Note
Access to this page requires authorization. You can try signing in or changing directories.
Access to this page requires authorization. You can try changing directories.
Question
Wednesday, June 30, 2010 9:27 AM
Hello,
Is there a way to automaticaly determine the separator character in C#. I don't know if I should make user to choose characte from a combobox or determine by code. Any helo will be good.
All replies (10)
Wednesday, June 30, 2010 9:37 AM
Personally I would never try an automatic decision. Also Excel works with a number of predefined separators (like ",", ";", "|" just to mention a few).
If you anyway want to implement an automatic decision you "dangerously" ( ;-) ) walk against parsing (a demodè concept nowadays, like the compiler doctrines few programmer knows). You should have a way to analyze the most recurrent "typically not orthodox in sentences" chars in the file and make assumptions. Based on assumptions you should try to pass to your parser the files generated along with the presumed separator, and see if the resultant tables match enough with some "correctness" rule, that you should establish based on the business you are involved in (coordinates? commands? recipes in the cookbook?)

- - - - - - -

* **WHAT IS EXPECTED**:
Return the passage from the thread about determining a separator character in C#, starting at "All replies (10)" and ending at "in the cookbook?)".

- - - - - - -

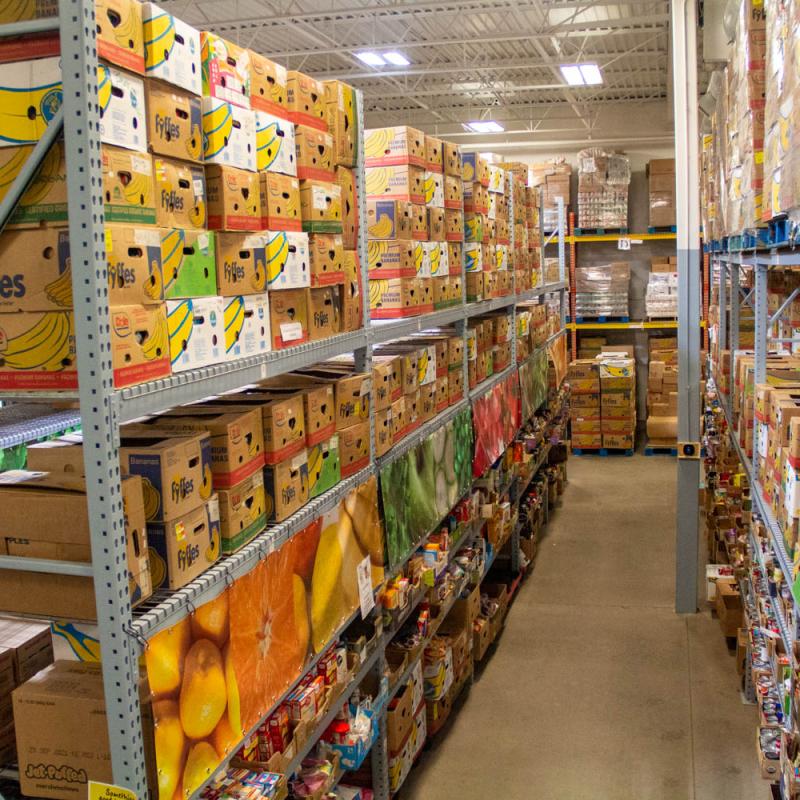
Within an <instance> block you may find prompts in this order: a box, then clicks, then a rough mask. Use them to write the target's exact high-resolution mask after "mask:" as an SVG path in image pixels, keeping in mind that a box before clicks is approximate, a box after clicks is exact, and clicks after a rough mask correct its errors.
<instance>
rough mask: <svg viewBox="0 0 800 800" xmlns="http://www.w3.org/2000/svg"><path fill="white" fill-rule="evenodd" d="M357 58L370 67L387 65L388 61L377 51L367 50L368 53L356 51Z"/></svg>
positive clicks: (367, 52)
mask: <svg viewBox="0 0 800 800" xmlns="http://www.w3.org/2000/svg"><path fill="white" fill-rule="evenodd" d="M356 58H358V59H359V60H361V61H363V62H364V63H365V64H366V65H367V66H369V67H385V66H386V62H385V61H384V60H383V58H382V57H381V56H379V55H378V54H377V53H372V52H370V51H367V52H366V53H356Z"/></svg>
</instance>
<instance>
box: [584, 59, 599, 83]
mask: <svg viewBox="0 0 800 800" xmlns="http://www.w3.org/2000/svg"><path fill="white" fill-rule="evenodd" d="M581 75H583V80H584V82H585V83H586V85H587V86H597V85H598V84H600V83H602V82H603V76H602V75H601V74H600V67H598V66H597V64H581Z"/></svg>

- - - - - - -

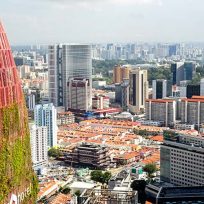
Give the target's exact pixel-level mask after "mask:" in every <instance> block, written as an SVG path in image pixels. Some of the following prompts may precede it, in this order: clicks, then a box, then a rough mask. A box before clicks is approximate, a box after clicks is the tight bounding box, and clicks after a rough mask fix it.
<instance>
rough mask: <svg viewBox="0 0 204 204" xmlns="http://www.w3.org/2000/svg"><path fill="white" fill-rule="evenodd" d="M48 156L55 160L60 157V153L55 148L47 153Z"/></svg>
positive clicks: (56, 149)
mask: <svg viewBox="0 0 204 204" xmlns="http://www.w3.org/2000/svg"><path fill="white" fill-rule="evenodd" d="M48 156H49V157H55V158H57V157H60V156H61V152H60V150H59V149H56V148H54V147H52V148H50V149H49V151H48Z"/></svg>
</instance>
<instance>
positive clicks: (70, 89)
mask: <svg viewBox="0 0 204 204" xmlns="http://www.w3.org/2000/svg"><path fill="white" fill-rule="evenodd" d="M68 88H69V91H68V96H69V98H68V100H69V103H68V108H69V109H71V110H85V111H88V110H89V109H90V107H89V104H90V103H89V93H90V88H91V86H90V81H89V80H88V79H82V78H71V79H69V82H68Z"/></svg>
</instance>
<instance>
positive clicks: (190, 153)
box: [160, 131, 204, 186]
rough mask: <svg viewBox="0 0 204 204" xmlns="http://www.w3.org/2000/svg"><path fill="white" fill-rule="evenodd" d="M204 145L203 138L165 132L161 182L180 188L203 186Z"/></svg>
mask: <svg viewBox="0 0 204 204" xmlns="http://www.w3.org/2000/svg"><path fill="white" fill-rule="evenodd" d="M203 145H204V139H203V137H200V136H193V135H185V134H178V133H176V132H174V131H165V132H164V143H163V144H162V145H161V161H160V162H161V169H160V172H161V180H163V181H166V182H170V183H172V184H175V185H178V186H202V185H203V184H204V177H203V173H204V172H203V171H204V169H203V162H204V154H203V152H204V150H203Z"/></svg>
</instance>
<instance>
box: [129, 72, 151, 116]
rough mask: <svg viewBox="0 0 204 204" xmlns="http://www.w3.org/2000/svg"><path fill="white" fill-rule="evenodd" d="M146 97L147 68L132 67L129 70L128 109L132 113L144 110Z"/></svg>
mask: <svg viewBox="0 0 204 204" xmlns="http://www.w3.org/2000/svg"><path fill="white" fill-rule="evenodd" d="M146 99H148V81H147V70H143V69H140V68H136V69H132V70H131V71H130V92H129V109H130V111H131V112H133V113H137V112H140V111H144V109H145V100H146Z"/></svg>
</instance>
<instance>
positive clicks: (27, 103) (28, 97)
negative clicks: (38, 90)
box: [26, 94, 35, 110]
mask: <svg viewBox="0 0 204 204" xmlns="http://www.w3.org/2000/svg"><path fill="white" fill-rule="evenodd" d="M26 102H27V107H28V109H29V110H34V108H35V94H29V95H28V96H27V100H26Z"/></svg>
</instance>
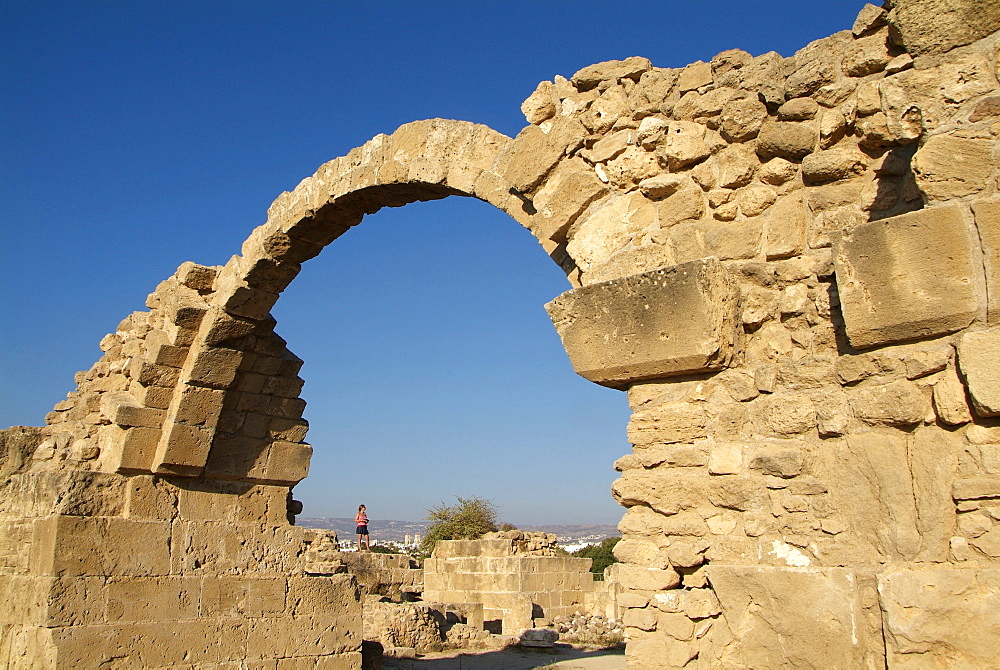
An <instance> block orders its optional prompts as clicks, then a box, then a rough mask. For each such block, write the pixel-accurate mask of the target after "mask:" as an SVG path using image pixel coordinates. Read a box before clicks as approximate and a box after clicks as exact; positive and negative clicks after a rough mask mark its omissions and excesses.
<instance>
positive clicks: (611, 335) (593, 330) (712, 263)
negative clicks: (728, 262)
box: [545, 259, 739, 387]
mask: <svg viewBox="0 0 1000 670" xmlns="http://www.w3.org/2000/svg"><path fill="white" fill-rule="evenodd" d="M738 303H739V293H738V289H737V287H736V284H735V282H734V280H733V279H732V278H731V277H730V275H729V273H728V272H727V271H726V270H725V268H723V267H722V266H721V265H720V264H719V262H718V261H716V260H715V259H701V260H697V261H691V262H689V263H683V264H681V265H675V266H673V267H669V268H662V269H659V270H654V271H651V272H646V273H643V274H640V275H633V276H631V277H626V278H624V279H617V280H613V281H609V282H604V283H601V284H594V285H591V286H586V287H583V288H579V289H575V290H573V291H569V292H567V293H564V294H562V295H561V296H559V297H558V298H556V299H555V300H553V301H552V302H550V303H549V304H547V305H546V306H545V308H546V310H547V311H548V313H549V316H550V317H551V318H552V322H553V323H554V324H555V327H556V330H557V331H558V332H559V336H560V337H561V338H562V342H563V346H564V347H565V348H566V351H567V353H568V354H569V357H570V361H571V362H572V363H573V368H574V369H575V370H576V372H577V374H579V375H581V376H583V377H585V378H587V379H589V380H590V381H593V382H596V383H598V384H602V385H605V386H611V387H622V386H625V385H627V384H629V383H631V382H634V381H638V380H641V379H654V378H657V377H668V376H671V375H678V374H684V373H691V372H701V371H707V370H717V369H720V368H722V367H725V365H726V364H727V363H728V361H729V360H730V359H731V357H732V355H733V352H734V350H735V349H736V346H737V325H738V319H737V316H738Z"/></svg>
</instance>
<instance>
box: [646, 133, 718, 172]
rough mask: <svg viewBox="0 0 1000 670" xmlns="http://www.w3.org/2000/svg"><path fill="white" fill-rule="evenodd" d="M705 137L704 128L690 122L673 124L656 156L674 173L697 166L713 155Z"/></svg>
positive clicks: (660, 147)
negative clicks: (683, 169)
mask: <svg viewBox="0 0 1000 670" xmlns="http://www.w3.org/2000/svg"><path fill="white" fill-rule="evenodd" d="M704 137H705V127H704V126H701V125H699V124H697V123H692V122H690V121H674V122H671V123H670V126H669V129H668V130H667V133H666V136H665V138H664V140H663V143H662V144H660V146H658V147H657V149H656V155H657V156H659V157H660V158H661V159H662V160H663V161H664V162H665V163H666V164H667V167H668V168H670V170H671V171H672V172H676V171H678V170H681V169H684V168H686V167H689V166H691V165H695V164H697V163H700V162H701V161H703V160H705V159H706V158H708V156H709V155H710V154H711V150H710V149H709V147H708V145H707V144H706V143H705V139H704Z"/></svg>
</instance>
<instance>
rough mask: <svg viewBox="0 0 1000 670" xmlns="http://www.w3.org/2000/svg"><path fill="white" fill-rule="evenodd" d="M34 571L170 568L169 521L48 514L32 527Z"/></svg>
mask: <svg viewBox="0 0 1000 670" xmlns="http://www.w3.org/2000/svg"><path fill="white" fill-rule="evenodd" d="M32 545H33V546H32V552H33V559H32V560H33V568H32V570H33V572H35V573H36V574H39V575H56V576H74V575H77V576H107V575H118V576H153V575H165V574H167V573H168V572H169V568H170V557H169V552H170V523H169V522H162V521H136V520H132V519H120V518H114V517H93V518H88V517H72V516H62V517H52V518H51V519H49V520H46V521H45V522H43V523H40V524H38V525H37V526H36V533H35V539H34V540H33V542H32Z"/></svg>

- - - - - - -

* **SOLUTION TO THIS EXERCISE**:
All replies (10)
Wednesday, June 30, 2010 9:37 AM
Personally I would never try an automatic decision. Also Excel works with a number of predefined separators (like ",", ";", "|" just to mention a few).
If you anyway want to implement an automatic decision you "dangerously" ( ;-) ) walk against parsing (a demodè concept nowadays, like the compiler doctrines few programmer knows). You should have a way to analyze the most recurrent "typically not orthodox in sentences" chars in the file and make assumptions. Based on assumptions you should try to pass to your parser the files generated along with the presumed separator, and see if the resultant tables match enough with some "correctness" rule, that you should establish based on the business you are involved in (coordinates? commands? recipes in the cookbook?)